Every record that follows should be copied exactly. No picture belongs in the copy.

-- -- --

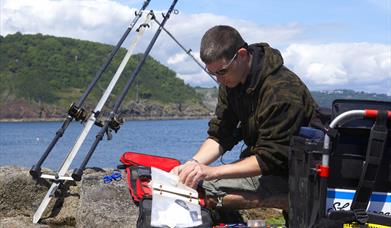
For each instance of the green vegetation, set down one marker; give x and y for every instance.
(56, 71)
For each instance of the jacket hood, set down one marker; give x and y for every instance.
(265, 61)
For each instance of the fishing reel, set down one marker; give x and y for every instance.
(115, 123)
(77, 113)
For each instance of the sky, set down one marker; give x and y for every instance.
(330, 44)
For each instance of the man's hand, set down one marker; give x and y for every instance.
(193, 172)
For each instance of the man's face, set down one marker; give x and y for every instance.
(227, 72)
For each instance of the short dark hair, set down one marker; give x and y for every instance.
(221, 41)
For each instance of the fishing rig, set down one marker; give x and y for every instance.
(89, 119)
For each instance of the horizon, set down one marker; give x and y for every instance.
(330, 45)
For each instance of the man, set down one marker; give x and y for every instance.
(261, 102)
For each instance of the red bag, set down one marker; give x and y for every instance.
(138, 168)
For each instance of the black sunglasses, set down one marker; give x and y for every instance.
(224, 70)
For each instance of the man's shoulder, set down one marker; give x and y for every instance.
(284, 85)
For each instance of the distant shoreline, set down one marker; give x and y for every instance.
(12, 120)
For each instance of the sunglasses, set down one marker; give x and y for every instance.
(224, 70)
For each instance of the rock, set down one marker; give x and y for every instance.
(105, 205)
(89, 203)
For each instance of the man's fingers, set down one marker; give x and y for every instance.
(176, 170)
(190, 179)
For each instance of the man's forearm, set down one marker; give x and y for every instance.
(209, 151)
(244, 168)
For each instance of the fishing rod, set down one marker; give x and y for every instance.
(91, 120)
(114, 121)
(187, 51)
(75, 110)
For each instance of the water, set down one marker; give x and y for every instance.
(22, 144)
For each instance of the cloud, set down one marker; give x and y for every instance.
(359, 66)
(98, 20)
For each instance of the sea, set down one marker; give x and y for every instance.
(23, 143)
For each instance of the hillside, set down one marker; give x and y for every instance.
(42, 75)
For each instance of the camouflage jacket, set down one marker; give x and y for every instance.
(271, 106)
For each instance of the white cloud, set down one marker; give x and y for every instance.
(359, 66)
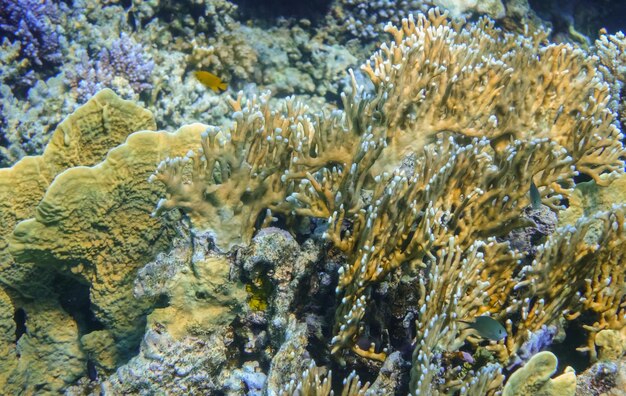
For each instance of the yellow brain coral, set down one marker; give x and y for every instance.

-- -- --

▶ **RESPONSE BELOW**
For each instance of the green vegetation, set down one marker; give x and y for every instance.
(56, 71)
For each instance of the jacket hood, set down one marker; give x and y for every instance.
(265, 61)
For each instance of the fishing reel, set down one marker; give x and y for every instance.
(115, 123)
(77, 113)
For each instance of the sky, set down one marker; give x and y for every instance.
(330, 44)
For each instance of the man's hand, set down one marker; give x and y for every instance.
(193, 172)
For each instance of the man's face, set down one marker; give x and y for every instance.
(227, 72)
For each instance of the short dark hair, set down one marker; give x and y for every instance.
(221, 41)
For each instance of the fishing rig, set down one marker; give x and y for every instance.
(89, 119)
For each instance of the horizon, set down one marker; give x and y for every instance.
(330, 45)
For each instance of the man, set down one marker; give x and y for every instance.
(261, 102)
For each instance of the red bag, set down one marker; give x and y for every instance.
(138, 168)
For each instance of the black sunglasses, set down one marker; give x and y for every instance.
(224, 70)
For each instance of the man's shoulder, set down one marker; give x and y for every instance.
(284, 85)
For each instance of the distant shoreline, set down one marker; give x and y for every instance.
(12, 120)
For each instance of the sunglasses, set down one marker; give x and y for every instance.
(224, 70)
For each instance of the rock, set down one marker; give x and y for every instance.
(105, 205)
(89, 203)
For each instance of the man's fingers, set down one marker; give x and y for every instance.
(176, 170)
(190, 179)
For each instance of the man's forearm, set down one marker; give x and y for every instance.
(209, 151)
(244, 168)
For each instance of the fishing rod, set down one marker; give x and y for every instance.
(91, 120)
(114, 121)
(187, 51)
(75, 110)
For each instance of the water, set down one marker; give x and y for every instance.
(22, 144)
For each instance of the cloud, set down one marker; give x and y for every instance.
(359, 66)
(98, 20)
For each instance of the sea, set down one marker; give x and y for every instance.
(23, 143)
For each instance of the hillside, set down one marker; give x and y for every instance.
(42, 75)
For each instance of the camouflage jacket, set down one marker; give x and y for every instance.
(271, 106)
For each instance of the white cloud, set down one marker; give x and y for every instance.
(359, 66)
For each instance of the yellow brain coral, set down one marker; give x and y for every instance.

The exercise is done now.